### Directions
**A)** In the blog archive, what did the taxi ride to the Canon service office cost?
**B)** Rewrite the blog archive from "I don’t doubt" up to and including "the Service Centre.", replacing "Service Centre" with "Service Center".

### Source document
::::::::

Archive for the ‘hardware’ Category

Nexus One Not Available in Thailand

January 6, 2010

Google are promoting the Nexus One phone for direct sale on the web. I was not surprised to see that it is not available in Thailand. Unfortunately tech companies see Thailand as a low priority.

Nexus One Not in Thailand

Nexus One Not in Thailand

It is available without service in the US, UK, Singapore and Hong Kong.

I don’t doubt the phone will show up in a few days at the popular spots for grey-market imports: MBK Center and Panthip Plaza.

I Took the Printer to Canon

December 24, 2009

Yesterday, I took my failed Canon MP610 printer to the Canon (Thailand) Service Centre on Sathorn Road. It was a 200B taxi ride including a 45B toll. I rarely take taxis so I did not know the best route. Unfortunately the box was too big for me to take the Subway and Skytrain.

The centre was quiet and they served me almost immediately. They will contact me in a few days with a diagnosis and price. The actual service could take 15 days. My experience with camera repairs suggests it will be less.

Here’s a picture of the Service Centre.

Canon (Thailand) Service & Showroom
I felt self-conscious using a Nikon camera in the Canon office so I did not take many shots.

The district around the Canon office is full of high-rise offices. It is “international bland” and could be almost anywhere. It was lunch time when I finished at Canon. The streets were full of thousands of office workers heading for lunch as they would be almost anywhere. It was a lovely day so I had a cheap lunch people-watching.

Boxed Up & Ready To Go

December 22, 2009

Canon MP610 Printer in its Box

Further to this post about my Canon printer problems:

I have no choice but to take my Canon MP610 All-in-One printer back to Canon for servicing. I hoped I could buy a new print head and install it myself. But Canon replied saying they need to check it. That’s sensible – the print head could be fine but the software / hardware that tests it and raises the misleading U052 “type of print head is incorrect” error is faulty. I don’t know where the temperature sensor is.

::::::::

### Supplied data

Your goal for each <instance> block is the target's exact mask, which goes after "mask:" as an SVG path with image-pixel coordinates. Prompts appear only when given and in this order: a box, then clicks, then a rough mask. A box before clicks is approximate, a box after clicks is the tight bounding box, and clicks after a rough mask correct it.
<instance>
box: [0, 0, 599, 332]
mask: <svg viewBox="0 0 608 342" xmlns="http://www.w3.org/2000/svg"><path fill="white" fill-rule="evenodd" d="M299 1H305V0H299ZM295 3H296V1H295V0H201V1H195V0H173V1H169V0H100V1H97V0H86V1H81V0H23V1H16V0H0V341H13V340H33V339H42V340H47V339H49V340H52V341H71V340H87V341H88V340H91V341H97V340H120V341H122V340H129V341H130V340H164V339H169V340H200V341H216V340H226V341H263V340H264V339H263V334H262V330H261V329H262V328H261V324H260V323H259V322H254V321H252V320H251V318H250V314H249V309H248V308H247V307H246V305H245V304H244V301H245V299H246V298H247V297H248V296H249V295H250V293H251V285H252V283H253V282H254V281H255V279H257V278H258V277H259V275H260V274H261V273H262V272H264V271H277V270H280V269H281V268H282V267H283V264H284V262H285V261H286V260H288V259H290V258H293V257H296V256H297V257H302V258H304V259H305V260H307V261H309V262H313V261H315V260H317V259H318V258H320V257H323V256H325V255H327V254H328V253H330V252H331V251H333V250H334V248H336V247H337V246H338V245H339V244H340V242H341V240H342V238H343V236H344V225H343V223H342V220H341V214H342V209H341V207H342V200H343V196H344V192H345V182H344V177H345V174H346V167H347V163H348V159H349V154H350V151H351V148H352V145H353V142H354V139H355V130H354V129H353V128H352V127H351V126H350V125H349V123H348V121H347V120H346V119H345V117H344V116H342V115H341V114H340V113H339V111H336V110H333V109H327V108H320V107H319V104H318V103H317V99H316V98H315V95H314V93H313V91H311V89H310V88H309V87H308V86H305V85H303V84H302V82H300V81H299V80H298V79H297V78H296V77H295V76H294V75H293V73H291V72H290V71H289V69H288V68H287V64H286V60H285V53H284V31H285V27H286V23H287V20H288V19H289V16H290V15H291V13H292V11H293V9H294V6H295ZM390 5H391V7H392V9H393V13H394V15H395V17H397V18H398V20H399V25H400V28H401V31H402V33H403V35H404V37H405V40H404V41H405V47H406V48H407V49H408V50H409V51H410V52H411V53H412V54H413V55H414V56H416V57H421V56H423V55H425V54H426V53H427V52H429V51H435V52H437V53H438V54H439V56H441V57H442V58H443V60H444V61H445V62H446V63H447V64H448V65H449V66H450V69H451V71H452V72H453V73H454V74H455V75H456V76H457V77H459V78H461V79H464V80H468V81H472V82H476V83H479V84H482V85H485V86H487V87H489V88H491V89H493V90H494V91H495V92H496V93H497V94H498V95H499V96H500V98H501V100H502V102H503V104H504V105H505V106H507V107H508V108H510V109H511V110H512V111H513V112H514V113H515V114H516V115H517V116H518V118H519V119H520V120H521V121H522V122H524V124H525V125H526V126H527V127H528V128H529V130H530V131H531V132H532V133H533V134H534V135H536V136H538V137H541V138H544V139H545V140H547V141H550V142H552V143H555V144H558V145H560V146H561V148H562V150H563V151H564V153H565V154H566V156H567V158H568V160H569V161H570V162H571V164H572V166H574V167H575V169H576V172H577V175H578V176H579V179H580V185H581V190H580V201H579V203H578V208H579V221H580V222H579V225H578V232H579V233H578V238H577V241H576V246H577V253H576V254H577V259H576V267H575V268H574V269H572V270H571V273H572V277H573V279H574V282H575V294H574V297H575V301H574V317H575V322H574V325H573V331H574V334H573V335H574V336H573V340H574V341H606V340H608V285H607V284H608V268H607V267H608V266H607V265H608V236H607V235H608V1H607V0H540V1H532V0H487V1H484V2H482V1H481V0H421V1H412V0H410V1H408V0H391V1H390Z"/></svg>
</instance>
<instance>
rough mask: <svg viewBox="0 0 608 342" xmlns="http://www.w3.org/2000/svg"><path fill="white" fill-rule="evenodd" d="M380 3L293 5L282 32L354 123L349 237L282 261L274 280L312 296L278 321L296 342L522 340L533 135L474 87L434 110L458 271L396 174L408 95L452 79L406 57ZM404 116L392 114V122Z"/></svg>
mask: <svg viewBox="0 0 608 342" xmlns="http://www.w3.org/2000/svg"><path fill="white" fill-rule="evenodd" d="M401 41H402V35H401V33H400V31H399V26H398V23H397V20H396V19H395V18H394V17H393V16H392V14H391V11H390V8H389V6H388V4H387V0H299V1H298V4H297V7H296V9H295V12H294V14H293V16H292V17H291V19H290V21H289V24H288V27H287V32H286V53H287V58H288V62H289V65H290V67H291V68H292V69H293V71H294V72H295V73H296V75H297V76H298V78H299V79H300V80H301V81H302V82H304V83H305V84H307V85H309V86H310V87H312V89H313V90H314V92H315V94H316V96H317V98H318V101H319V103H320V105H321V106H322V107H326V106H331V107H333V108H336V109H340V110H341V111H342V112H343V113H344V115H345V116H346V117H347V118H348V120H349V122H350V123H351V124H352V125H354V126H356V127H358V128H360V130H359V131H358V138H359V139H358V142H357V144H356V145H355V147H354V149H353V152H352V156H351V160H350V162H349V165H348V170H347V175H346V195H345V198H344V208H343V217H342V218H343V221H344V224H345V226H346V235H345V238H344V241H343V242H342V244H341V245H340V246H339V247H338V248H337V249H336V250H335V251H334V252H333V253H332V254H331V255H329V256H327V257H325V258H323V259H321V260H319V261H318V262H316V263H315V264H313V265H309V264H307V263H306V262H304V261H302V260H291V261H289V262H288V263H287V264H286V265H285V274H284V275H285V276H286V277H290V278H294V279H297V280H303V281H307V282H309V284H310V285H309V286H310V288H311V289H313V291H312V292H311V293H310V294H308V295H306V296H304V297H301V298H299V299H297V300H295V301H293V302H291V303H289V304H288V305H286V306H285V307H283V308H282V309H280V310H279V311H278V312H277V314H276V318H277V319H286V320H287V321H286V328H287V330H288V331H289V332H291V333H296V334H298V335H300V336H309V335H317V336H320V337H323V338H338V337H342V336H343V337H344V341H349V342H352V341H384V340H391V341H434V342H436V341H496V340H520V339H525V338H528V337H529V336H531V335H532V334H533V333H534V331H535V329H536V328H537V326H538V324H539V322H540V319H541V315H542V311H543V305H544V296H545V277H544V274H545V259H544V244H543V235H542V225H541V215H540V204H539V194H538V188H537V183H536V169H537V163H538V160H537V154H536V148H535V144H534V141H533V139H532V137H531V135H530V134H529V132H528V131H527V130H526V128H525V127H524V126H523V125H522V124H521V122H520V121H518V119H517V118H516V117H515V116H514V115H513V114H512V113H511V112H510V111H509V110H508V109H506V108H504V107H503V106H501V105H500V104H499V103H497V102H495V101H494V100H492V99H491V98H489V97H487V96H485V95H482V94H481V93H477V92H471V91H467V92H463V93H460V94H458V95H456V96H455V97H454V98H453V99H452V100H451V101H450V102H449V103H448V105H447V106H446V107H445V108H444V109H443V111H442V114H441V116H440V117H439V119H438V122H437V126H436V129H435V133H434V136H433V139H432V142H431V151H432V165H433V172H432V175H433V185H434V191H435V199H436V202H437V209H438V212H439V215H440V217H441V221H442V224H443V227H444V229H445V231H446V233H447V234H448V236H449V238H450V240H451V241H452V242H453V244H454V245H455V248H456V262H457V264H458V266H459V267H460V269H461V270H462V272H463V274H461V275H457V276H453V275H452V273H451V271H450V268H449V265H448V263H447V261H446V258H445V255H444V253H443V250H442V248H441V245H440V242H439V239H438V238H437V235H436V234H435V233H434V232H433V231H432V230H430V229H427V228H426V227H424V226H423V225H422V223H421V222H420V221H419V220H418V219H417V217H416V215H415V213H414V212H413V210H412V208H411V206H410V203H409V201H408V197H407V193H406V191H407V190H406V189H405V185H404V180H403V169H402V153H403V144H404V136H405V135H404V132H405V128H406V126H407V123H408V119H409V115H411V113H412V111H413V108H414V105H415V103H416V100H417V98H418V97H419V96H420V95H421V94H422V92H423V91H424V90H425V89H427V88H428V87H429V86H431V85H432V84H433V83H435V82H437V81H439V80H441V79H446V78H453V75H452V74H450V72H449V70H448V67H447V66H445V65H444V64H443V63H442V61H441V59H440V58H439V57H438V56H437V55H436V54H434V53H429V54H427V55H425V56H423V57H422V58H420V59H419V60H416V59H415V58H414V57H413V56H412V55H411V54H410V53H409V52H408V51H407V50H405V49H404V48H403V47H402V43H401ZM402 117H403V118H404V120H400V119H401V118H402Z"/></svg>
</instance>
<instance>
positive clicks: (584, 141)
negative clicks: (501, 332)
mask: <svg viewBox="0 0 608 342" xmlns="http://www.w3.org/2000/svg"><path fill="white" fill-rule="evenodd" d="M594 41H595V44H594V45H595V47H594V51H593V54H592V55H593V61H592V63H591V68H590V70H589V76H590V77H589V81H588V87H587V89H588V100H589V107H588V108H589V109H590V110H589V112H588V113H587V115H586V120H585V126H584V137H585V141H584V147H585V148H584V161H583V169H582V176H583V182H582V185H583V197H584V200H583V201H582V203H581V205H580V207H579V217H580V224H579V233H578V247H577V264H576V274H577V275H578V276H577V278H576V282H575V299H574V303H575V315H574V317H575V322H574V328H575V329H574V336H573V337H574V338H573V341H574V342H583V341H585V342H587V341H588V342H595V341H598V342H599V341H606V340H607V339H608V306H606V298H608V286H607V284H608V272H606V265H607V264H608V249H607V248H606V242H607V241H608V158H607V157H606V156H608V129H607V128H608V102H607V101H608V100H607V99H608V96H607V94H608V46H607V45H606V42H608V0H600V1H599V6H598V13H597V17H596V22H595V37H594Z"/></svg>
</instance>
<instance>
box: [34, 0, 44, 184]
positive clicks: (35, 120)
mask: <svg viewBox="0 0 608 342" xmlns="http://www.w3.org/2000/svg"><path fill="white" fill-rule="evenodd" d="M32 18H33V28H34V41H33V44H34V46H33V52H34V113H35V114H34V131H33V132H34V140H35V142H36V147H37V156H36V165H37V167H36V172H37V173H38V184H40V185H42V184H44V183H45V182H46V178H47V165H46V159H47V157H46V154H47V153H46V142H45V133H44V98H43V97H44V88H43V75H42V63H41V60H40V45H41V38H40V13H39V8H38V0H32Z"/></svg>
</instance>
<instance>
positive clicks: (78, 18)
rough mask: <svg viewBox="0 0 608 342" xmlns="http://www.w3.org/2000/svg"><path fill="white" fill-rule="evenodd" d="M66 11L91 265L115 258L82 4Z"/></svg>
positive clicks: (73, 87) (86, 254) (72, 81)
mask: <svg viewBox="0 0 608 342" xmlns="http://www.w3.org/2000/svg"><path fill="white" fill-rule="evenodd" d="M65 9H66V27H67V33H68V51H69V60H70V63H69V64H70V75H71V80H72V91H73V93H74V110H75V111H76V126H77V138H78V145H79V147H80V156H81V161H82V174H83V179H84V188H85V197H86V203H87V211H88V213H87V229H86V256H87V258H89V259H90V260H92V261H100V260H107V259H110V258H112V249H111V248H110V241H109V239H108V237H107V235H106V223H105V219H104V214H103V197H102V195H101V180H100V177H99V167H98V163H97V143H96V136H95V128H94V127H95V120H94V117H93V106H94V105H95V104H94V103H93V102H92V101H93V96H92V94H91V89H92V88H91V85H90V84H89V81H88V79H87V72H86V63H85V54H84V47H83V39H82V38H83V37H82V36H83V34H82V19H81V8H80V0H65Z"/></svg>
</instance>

::::::::

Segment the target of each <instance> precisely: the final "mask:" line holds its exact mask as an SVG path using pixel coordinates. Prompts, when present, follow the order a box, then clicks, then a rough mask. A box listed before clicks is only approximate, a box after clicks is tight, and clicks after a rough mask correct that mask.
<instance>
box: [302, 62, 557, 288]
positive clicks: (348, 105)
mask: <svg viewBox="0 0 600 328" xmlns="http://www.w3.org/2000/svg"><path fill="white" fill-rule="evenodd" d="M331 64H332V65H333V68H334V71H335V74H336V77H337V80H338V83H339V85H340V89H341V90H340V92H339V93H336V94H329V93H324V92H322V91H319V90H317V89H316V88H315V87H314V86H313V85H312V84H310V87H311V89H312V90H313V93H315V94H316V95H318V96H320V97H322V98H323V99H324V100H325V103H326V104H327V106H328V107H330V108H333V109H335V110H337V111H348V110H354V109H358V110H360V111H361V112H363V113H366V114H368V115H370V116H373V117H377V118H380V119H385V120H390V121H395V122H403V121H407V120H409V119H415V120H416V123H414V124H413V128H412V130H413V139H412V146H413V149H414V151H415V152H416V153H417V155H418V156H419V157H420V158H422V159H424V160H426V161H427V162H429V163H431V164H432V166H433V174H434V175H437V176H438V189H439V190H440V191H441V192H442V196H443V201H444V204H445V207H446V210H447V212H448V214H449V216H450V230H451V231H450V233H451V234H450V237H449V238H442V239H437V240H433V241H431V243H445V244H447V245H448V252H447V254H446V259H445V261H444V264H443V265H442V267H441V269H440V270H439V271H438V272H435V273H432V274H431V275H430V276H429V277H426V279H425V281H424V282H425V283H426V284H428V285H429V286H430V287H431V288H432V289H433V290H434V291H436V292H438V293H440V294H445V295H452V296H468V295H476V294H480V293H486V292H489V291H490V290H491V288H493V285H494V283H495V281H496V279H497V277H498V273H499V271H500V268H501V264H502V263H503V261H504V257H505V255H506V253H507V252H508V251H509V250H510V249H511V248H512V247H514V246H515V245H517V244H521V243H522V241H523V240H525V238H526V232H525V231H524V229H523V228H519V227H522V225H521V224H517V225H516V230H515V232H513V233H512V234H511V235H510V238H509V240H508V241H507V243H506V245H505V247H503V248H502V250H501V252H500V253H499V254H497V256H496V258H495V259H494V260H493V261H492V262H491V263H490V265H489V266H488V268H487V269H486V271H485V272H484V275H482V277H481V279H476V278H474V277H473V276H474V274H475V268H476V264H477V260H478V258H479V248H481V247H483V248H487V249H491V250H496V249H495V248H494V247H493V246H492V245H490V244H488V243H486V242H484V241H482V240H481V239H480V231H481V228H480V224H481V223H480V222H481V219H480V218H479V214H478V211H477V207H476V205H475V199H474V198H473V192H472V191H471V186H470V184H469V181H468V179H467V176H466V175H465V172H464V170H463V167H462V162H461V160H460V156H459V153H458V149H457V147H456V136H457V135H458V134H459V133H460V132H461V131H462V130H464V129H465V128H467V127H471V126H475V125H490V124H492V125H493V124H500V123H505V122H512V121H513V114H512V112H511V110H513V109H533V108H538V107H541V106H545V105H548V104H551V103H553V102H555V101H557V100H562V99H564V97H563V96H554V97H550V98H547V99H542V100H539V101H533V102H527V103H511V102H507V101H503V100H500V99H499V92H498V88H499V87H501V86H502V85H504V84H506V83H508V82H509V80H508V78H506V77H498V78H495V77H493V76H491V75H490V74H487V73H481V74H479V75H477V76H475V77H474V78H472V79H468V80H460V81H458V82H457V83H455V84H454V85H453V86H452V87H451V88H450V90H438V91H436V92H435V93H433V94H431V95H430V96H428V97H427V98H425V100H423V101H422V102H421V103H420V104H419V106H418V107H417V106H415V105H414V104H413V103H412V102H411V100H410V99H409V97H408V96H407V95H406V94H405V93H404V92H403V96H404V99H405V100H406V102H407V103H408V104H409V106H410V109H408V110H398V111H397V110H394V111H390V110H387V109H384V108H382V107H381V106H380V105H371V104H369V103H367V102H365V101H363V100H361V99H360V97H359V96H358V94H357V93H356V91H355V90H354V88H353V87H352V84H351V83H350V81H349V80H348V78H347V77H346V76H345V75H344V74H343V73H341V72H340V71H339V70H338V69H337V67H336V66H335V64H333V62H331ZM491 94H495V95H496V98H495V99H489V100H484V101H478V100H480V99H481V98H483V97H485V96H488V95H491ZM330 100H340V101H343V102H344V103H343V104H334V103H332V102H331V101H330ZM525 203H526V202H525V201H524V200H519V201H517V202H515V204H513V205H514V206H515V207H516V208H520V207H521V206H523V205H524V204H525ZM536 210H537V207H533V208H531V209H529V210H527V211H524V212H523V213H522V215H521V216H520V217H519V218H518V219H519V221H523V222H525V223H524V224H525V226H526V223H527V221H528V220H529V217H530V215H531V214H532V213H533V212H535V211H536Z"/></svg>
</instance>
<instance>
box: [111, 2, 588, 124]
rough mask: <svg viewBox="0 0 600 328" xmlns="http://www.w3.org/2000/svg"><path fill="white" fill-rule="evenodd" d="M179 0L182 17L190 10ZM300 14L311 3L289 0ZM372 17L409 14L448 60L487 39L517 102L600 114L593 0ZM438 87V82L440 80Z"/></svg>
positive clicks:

::::::::

### Task-by-task answers
**A)** 200B, including a 45B toll.

**B)**
I don’t doubt the phone will show up in a few days at the popular spots for grey-market imports: MBK Center and Panthip Plaza.

I Took the Printer to Canon

December 24, 2009

Yesterday, I took my failed Canon MP610 printer to the Canon (Thailand) Service Center on Sathorn Road. It was a 200B taxi ride including a 45B toll. I rarely take taxis so I did not know the best route. Unfortunately the box was too big for me to take the Subway and Skytrain.

The centre was quiet and they served me almost immediately. They will contact me in a few days with a diagnosis and price. The actual service could take 15 days. My experience with camera repairs suggests it will be less.

Here’s a picture of the Service Center.